TASKS FOR THIS EXERCISE
1. Retype the part of the moose arthritis article starting with "Image: Moose" and going on through "in Lake Superior.".
2. According to the moose arthritis article, by what percentage did arthritis increase in the mid-continental Native American population as it turned from foraging to farming?
3. Summarize the moose arthritis article in two sentences.

SUPPLIED TEXT
= = = = = = =
Image: Moose
George Desort
Malnutrition early in life might contribute to arthritis, according to a new study in moose. Here, a moose from Isle Royale, a wilderness island national park in Lake Superior.
updated 7/14/2010 10:49:10 AM ET 2010-07-14T14:49:10

Arthritis is generally thought to be caused by wear and tear on the joints with age, but malnutrition early in life might also contribute to the condition, a new study on animals suggests.

The work did not involve the usual lab rats or mice, but rather much larger creatures: wild moose.

The 50-year study reveals how moose suffer from a nearly identical form of human osteoarthritis the breakdown of cartilage in joints, which can lead to bone rubbing on bone, causing pain.

The results have also lead scientists to reexamine the causes of arthritis in the human population over the course of history. Malnutrition might have played a role in the increased prevalence of the disease in Native Americans about 1,000 years ago, the researchers say.

Arthritis in moose
The study, which began in 1958, was carried out on Isle Royale, a wilderness island national park in Lake Superior and part of Michigan. The island inhabitants include one large predator, the wolf and one large prey species, the moose. The research has involved three generations of scientists who have studied the skeletal remains of over 4,000 moose, mostly killed by wolves or harsh winters.

"As the study entered its second decade there was increasing evidence of osteoarthritis in the moose population," said study researcher Rolf Peterson of Michigan Technological University.

Osteoarthritis is especially deadly for moose in this population as it prevents them from being able to kick or avoid a lunging wolf.

Over the course of the study the team discovered a rise in osteoarthritis as the moose population increased, and a decrease when the population fell, leading to the idea that the condition is linked to moose malnutrition when food is scarcer.

Examination of the size of moose foot bones revealed moose that were malnourished when young were more likely to develop osteoarthritis in older age and die with the disease.

Also, for moose, small stature in general is associated with poor nutrition in developing years. The researchers found the smallest moose in the population had 32 percent greater odds of dying with arthritis.

Relevance for humans
The findings might explain why historical human populations saw a rise in osteoarthritis when they switched over from hunting and gathering to agriculture.

Such changes were documented in a mid-continental population of Native Americans. In this group arthritis increased by 65 percent as the society turned from foraging plants and animals to farming, after which their diet relied heavily on maize.

"Initially the increase in osteoarthritis was put down to increased joint stress due to the labor of agriculture. However research now shows that, like the moose in Isle Royale, nutritional deficiencies early in life may have been the main cause," said study researcher Clark Spencer Larsen, an anthropologist from Ohio University in Athens.  

"Early malnutrition was certainly a part of existence for many pre-historic human societies, and remains a fact of life for millions of people across the world, so this study is also relevant for modern human society," he said.

The connection between early nutrition and arthritis in both people and moose indicate that the disease might be more complex than commonly assumed, the researchers conclude.  

The findings were published online July 7 in the journal Ecology Letters.
= = = = = = =
EXTRACTED ENTRIES
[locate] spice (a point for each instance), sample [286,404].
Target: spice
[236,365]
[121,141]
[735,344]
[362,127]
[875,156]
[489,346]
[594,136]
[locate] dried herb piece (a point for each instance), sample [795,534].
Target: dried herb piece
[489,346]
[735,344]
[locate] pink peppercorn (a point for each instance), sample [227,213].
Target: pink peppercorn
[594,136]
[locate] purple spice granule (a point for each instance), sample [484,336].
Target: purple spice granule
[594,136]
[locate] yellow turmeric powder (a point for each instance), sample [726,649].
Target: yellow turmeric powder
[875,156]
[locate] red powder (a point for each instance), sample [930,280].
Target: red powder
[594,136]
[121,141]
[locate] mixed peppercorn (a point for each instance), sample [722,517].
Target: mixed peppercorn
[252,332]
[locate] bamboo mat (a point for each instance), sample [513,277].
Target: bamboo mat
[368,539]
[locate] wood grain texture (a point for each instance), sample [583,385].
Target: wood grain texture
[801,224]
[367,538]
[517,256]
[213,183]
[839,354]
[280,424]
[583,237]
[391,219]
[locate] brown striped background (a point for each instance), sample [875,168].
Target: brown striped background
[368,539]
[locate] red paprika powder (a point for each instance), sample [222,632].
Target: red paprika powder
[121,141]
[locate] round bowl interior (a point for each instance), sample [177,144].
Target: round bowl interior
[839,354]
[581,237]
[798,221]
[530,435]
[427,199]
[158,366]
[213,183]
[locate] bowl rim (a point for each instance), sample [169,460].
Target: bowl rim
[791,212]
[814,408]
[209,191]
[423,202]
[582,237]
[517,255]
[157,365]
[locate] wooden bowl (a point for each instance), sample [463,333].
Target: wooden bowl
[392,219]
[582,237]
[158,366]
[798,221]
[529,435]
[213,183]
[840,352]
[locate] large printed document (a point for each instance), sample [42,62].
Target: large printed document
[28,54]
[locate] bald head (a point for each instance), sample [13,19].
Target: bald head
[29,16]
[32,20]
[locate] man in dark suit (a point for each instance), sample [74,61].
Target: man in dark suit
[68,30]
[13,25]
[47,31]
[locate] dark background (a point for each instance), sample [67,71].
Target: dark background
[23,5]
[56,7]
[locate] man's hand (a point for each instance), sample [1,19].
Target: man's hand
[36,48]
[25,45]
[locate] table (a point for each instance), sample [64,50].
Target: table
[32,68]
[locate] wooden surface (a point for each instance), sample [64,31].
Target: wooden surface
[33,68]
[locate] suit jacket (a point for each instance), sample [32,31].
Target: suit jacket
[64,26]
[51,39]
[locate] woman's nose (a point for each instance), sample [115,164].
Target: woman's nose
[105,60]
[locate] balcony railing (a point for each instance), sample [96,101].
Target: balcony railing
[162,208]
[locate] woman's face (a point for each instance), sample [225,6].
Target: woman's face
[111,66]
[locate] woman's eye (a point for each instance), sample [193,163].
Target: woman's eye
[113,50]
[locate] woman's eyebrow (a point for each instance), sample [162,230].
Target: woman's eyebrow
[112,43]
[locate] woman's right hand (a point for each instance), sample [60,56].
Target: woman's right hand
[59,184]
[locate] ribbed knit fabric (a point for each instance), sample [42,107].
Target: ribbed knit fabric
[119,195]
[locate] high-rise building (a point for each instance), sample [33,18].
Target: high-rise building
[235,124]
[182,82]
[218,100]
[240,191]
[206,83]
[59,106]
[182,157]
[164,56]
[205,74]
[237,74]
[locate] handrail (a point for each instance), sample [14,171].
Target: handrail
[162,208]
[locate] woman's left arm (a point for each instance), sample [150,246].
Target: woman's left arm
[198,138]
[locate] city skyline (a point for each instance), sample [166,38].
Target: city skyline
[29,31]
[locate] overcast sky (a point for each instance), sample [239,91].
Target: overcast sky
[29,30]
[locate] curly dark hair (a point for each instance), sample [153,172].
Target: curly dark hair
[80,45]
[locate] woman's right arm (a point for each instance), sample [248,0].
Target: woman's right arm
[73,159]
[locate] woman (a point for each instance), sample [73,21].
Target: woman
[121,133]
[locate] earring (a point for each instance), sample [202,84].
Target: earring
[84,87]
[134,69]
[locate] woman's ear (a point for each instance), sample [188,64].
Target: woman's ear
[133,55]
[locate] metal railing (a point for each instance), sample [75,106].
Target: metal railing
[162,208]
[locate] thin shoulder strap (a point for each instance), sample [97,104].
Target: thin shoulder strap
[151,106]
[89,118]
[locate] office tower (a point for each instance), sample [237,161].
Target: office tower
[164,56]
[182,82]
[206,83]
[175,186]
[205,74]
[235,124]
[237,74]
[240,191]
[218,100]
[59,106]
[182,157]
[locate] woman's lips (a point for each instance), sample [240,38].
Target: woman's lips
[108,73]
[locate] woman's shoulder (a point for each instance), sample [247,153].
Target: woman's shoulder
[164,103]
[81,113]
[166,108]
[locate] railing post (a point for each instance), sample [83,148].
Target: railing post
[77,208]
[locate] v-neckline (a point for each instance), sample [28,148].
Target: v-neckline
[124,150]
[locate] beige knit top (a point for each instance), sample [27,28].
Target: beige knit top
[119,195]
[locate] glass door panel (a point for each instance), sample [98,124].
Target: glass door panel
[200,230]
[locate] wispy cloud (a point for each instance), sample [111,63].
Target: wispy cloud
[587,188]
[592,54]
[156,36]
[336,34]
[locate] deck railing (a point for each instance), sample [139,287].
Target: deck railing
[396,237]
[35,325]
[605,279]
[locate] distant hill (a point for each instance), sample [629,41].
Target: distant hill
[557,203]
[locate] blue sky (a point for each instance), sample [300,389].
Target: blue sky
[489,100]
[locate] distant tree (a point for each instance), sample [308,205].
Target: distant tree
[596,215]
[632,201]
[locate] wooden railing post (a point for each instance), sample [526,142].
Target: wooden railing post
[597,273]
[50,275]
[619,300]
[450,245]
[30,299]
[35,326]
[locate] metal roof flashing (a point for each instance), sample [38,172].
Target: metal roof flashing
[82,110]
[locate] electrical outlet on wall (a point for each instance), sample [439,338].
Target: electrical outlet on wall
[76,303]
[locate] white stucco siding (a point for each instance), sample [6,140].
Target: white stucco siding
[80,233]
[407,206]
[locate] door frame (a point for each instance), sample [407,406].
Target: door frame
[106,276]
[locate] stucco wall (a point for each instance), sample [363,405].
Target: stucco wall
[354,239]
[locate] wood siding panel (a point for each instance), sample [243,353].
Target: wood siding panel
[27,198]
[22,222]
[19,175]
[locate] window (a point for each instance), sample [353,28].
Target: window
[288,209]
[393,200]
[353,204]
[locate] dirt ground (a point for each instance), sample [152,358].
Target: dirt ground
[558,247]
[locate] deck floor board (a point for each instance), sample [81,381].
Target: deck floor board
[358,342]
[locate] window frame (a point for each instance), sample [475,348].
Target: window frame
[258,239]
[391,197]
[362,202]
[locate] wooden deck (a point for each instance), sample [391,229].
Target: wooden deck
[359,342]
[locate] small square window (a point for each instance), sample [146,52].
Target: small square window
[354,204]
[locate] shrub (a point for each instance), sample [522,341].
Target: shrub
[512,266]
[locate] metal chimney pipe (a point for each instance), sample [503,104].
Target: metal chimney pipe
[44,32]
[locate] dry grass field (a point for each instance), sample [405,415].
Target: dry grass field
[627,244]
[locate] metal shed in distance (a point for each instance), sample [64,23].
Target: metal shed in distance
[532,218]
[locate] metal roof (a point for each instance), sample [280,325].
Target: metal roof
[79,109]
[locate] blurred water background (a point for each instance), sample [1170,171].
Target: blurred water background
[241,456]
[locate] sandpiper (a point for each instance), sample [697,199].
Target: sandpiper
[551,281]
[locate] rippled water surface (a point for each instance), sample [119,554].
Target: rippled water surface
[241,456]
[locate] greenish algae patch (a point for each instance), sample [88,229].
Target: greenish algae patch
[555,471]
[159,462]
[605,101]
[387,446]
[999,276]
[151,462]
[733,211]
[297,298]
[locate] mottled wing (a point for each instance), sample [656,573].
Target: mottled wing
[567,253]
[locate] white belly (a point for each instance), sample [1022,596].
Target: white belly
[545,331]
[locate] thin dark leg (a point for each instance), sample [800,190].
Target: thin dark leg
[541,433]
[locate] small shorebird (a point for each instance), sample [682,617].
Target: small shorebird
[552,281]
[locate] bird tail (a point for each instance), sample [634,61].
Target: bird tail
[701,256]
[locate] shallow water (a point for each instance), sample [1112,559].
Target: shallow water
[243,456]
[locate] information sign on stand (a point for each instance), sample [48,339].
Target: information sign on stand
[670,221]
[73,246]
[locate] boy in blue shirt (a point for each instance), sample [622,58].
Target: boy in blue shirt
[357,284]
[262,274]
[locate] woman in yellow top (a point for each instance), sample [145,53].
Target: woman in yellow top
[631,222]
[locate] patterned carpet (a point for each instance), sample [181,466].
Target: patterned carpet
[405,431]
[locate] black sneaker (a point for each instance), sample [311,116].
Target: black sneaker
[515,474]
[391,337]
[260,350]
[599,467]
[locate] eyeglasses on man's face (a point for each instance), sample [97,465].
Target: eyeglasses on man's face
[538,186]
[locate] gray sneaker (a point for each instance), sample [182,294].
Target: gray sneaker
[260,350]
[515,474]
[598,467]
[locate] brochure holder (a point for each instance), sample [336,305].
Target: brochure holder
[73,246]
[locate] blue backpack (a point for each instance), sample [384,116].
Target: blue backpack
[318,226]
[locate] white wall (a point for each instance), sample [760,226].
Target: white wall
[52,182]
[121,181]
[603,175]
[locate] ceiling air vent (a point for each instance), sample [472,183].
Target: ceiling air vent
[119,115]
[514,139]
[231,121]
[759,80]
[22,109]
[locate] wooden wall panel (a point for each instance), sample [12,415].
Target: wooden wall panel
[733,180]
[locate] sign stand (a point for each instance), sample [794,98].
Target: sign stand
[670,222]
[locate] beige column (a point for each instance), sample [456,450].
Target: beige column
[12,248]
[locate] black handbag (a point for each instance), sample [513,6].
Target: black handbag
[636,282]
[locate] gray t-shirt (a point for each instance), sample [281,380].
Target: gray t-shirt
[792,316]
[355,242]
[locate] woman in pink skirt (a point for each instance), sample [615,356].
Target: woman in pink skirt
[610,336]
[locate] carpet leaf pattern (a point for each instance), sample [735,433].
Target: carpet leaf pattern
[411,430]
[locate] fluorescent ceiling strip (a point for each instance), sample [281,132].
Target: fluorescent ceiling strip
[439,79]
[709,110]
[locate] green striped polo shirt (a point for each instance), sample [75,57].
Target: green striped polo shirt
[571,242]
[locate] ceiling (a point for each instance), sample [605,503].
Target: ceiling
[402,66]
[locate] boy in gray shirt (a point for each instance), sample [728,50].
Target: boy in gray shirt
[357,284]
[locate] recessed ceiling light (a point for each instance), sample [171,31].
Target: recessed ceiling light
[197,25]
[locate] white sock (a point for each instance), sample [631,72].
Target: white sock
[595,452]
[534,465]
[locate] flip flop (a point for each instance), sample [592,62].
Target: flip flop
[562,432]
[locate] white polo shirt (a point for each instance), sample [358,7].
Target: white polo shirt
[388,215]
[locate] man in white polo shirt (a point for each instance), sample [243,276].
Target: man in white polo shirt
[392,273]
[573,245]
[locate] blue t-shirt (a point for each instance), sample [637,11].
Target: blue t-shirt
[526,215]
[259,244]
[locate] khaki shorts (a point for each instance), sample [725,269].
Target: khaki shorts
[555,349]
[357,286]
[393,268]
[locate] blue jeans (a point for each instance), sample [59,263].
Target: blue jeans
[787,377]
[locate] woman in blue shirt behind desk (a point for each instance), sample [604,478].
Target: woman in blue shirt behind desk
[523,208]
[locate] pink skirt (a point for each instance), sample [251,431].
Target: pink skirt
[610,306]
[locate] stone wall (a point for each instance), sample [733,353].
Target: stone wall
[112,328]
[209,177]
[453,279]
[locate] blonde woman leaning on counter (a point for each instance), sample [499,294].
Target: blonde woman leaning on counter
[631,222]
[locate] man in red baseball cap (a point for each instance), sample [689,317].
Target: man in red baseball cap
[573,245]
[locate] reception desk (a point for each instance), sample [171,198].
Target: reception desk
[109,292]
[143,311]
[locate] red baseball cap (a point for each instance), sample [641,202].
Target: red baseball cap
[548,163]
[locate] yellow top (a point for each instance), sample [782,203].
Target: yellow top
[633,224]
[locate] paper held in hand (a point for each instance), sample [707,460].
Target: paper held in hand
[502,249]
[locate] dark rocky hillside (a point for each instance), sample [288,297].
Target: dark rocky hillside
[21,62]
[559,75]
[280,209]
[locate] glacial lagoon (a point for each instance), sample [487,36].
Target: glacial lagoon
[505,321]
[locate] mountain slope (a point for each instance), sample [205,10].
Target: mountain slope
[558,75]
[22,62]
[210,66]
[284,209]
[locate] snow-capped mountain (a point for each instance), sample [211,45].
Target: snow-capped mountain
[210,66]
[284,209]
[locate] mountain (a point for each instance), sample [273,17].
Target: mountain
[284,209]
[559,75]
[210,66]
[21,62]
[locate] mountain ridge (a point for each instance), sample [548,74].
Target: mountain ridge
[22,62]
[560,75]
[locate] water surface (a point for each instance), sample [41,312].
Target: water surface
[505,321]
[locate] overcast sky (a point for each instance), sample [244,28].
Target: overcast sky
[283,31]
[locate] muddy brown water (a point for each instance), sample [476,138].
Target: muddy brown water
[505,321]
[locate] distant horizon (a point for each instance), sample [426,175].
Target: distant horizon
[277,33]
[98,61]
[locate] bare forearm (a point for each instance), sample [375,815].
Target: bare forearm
= = = = = = =
ANSWERS BY ITEM NUMBER
1.
Image: Moose
George Desort
Malnutrition early in life might contribute to arthritis, according to a new study in moose. Here, a moose from Isle Royale, a wilderness island national park in Lake Superior.

2. It increased by 65 percent.

3. A 50-year study of more than 4,000 moose skeletons on Isle Royale found that osteoarthritis rose and fell with the moose population, and that moose malnourished when young were more likely to develop the disease in older age. The researchers say early malnutrition, rather than only joint wear or farm labor, may also explain the rise in osteoarthritis among Native Americans who shifted to a maize-based farming diet, so the disease may be more complex than commonly assumed.